EXERCISE INSTRUCTIONS:
Please write out all of the entries beneath this line exactly, skipping the pictures.

MATERIAL SHOWN:
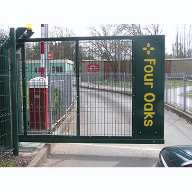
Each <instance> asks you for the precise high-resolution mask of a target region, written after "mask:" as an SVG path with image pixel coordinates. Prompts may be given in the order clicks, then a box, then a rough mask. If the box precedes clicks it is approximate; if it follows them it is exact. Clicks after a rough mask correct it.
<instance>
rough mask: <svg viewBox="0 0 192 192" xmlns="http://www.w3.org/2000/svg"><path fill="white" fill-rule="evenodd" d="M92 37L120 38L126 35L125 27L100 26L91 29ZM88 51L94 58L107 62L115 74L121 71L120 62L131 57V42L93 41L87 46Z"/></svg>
mask: <svg viewBox="0 0 192 192" xmlns="http://www.w3.org/2000/svg"><path fill="white" fill-rule="evenodd" d="M90 32H91V35H94V36H118V35H122V34H123V32H124V34H125V33H126V29H125V26H123V25H121V26H120V25H112V24H107V25H100V26H99V27H98V28H96V27H90ZM86 49H87V50H89V51H91V53H92V57H93V58H94V59H95V60H97V59H102V60H107V61H108V62H109V64H110V66H111V68H112V71H113V72H114V73H117V72H118V71H119V69H120V68H119V67H120V60H123V59H124V60H128V59H130V57H131V41H129V40H126V41H125V40H102V41H92V42H91V44H90V45H87V47H86Z"/></svg>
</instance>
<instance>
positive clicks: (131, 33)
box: [118, 24, 143, 36]
mask: <svg viewBox="0 0 192 192" xmlns="http://www.w3.org/2000/svg"><path fill="white" fill-rule="evenodd" d="M118 28H119V34H122V35H127V36H135V35H142V34H143V32H142V27H141V25H140V24H120V25H119V26H118Z"/></svg>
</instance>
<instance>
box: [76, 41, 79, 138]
mask: <svg viewBox="0 0 192 192" xmlns="http://www.w3.org/2000/svg"><path fill="white" fill-rule="evenodd" d="M75 51H76V87H77V135H80V93H79V41H76V50H75Z"/></svg>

OUTPUT OF THE EXERCISE:
Each <instance> asks you for the precise high-resolution mask of a target region, written after "mask:" as an SVG path with image pixel coordinates. Prompts may be given in the order clicks, then a box, then a rough mask. If the box precedes clicks it is approximate; if it follows them it is exact. Clicks after a rough mask correct it.
<instance>
rough mask: <svg viewBox="0 0 192 192" xmlns="http://www.w3.org/2000/svg"><path fill="white" fill-rule="evenodd" d="M92 37L120 38L126 35L125 27L100 26L91 29ZM88 51L94 58L107 62L115 74L121 71L120 62L131 57V42L93 41L87 46Z"/></svg>
mask: <svg viewBox="0 0 192 192" xmlns="http://www.w3.org/2000/svg"><path fill="white" fill-rule="evenodd" d="M90 32H91V35H94V36H118V35H122V34H123V32H124V34H125V33H126V29H125V26H123V25H121V26H120V25H112V24H107V25H100V26H99V27H98V28H96V27H90ZM86 49H87V50H89V51H91V53H92V57H93V58H94V59H95V60H97V59H102V60H107V61H108V62H109V64H110V66H111V68H112V71H113V72H114V73H117V72H118V71H119V69H120V68H119V67H120V60H123V59H124V60H128V59H130V57H131V41H129V40H126V41H125V40H102V41H92V42H91V44H90V45H87V47H86Z"/></svg>
</instance>
<instance>
positive clicks: (131, 33)
box: [118, 24, 143, 36]
mask: <svg viewBox="0 0 192 192" xmlns="http://www.w3.org/2000/svg"><path fill="white" fill-rule="evenodd" d="M118 28H119V34H122V35H127V36H135V35H142V34H143V32H142V27H141V25H140V24H120V25H119V26H118Z"/></svg>
</instance>
<instance>
box: [76, 41, 79, 138]
mask: <svg viewBox="0 0 192 192" xmlns="http://www.w3.org/2000/svg"><path fill="white" fill-rule="evenodd" d="M75 51H76V87H77V135H80V93H79V41H76V50H75Z"/></svg>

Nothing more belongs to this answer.